TASK BRIEF. Output the entries below as a numbered list, leaving out any blank lines.

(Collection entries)
- - - - - - -

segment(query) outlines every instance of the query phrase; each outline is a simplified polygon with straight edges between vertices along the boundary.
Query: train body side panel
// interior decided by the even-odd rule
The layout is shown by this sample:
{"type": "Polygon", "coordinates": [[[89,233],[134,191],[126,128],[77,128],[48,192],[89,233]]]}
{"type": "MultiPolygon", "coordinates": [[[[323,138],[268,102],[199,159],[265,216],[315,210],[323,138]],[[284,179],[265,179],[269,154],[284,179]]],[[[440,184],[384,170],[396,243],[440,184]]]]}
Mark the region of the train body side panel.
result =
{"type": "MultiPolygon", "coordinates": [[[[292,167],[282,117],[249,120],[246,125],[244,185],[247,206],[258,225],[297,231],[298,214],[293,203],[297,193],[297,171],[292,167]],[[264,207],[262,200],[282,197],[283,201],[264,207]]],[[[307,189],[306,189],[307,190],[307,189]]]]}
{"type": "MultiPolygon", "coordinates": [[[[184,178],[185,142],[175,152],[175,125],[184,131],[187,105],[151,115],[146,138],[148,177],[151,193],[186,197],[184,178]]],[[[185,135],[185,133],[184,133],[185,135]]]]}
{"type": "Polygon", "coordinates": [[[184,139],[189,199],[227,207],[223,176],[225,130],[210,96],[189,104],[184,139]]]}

- - - - - - -

EXERCISE RESULT.
1. segment(query) outlines every instance of the query phrase; each outline is a simplified polygon with straight edges between vertices along the boundary.
2. Query: train body side panel
3. // interior decided by the even-odd rule
4. The layout is shown by this sample:
5. {"type": "Polygon", "coordinates": [[[89,233],[134,191],[126,128],[77,128],[48,192],[89,233]]]}
6. {"type": "MultiPolygon", "coordinates": [[[[323,138],[268,102],[199,159],[265,216],[315,210],[323,138]],[[284,179],[265,179],[269,154],[284,179]]],[[[440,184],[384,170],[396,243],[440,184]]]]}
7. Mark the region of the train body side panel.
8. result =
9. {"type": "MultiPolygon", "coordinates": [[[[292,167],[282,117],[249,120],[246,125],[244,185],[247,206],[258,225],[297,231],[298,214],[293,203],[297,193],[297,171],[292,167]],[[264,207],[262,200],[282,197],[283,201],[264,207]]],[[[307,189],[306,189],[307,190],[307,189]]]]}
10. {"type": "MultiPolygon", "coordinates": [[[[184,178],[185,142],[175,152],[175,125],[184,131],[187,105],[151,115],[146,138],[148,177],[151,193],[186,197],[184,178]]],[[[185,135],[185,133],[184,133],[185,135]]]]}
11. {"type": "Polygon", "coordinates": [[[184,139],[189,199],[227,207],[223,176],[225,130],[210,96],[189,104],[184,139]]]}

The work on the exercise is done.